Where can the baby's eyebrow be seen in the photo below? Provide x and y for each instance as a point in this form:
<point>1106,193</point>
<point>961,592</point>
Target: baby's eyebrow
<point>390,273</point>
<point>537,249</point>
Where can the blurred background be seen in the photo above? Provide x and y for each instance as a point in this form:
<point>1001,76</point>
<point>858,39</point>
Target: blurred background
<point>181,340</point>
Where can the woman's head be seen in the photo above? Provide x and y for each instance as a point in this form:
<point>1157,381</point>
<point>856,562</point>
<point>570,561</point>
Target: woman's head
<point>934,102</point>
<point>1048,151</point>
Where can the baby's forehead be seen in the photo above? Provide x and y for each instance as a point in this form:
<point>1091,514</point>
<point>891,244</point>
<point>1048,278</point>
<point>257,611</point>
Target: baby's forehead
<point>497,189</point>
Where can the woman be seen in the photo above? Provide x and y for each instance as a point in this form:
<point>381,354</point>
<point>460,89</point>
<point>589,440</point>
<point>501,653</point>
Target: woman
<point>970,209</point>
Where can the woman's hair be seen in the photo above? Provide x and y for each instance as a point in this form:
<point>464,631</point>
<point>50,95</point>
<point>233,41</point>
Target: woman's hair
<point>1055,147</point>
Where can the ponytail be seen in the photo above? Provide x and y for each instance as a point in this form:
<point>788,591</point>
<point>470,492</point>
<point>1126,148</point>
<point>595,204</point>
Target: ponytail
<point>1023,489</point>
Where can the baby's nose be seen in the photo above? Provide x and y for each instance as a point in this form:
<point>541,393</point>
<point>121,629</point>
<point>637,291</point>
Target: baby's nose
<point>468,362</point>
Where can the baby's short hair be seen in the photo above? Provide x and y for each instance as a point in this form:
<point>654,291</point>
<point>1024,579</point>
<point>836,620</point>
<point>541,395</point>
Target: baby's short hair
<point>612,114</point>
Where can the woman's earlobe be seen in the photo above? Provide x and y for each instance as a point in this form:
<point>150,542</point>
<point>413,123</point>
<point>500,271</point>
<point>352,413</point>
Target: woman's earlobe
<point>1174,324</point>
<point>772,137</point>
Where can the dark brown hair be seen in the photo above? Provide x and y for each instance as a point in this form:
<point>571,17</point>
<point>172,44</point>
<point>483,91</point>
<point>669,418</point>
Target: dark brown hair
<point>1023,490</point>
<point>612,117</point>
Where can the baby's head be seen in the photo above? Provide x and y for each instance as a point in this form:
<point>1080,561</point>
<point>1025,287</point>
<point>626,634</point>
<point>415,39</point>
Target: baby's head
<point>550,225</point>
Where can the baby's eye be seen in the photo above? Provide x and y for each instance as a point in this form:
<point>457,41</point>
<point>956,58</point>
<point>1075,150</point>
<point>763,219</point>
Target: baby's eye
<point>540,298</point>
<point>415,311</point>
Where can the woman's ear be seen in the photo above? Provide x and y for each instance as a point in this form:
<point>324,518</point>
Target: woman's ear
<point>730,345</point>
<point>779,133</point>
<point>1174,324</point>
──────────
## Aim
Could you update the records above so that each "Target" reads "Label", with everything else left unchanged?

## Answer in full
Where can the baby's eyebrow be seen in the photo below? Provide x and y for each instance as a point in this form:
<point>1106,193</point>
<point>961,592</point>
Label: baby's eyebrow
<point>390,273</point>
<point>537,249</point>
Where can the blurred background be seen in the photo above? Provide x and y for each instance as a point in this form:
<point>1001,76</point>
<point>858,39</point>
Label: blurred background
<point>181,340</point>
Where can the woman's head be seen in the photo above? Provide x and y for each instance as a point in this form:
<point>1157,381</point>
<point>856,562</point>
<point>570,561</point>
Label: woman's head
<point>934,102</point>
<point>1048,151</point>
Where can the baby's forehead be seen in the photo above? Provide x and y for each instance as a point in this form:
<point>1091,514</point>
<point>891,244</point>
<point>1048,278</point>
<point>257,611</point>
Label: baby's forehead
<point>497,189</point>
Where can the woman be seen in the photo above? Provide x and y for each instance as a point in this form:
<point>381,354</point>
<point>460,89</point>
<point>589,440</point>
<point>501,653</point>
Label: woman
<point>970,209</point>
Where can the woman's hair be seen in the photo above? Provide x and y for each instance as a point in this form:
<point>464,631</point>
<point>50,95</point>
<point>233,41</point>
Label: woman's hair
<point>1055,147</point>
Where can the ponytail be seen in the photo above? Provide x and y for each instance as a point in this form:
<point>788,591</point>
<point>470,492</point>
<point>1126,148</point>
<point>595,204</point>
Label: ponytail
<point>1023,489</point>
Where can the baby's nose be seen in the photo above? Provide x and y for each instance as a point in this form:
<point>541,393</point>
<point>121,629</point>
<point>637,291</point>
Label: baby's nose
<point>468,362</point>
Where can the baby's short hair be seen in the photo above? Provide x and y for each instance as a point in this form:
<point>654,291</point>
<point>1024,579</point>
<point>836,620</point>
<point>541,395</point>
Label: baby's short hair
<point>612,114</point>
Where can the woman's earlobe be seen in the photo above? Provide x and y for each instance as a point in this form:
<point>150,542</point>
<point>413,123</point>
<point>500,271</point>
<point>352,413</point>
Label: woman's earlobe
<point>1174,324</point>
<point>772,137</point>
Where can the dark brown hair be seen in the photo above? Provide x and y for each instance as a point in this form:
<point>571,17</point>
<point>172,44</point>
<point>483,91</point>
<point>669,418</point>
Label: dark brown hair
<point>1023,490</point>
<point>612,117</point>
Where can the baby's head be seen in the photo above? Provide x and y for each instance as a point in this form:
<point>1080,561</point>
<point>1025,287</point>
<point>626,634</point>
<point>415,39</point>
Label: baby's head
<point>550,225</point>
Where can the baby's eye be seen in the photo above? Provide x and y for each instance as a point in this form:
<point>457,41</point>
<point>956,58</point>
<point>1075,150</point>
<point>763,219</point>
Label: baby's eye
<point>540,298</point>
<point>415,311</point>
Where can the woman's ear be seen in the photo above? Provide x and y for each instance as a point in this form:
<point>324,518</point>
Label: woman's ear
<point>730,345</point>
<point>779,133</point>
<point>1174,324</point>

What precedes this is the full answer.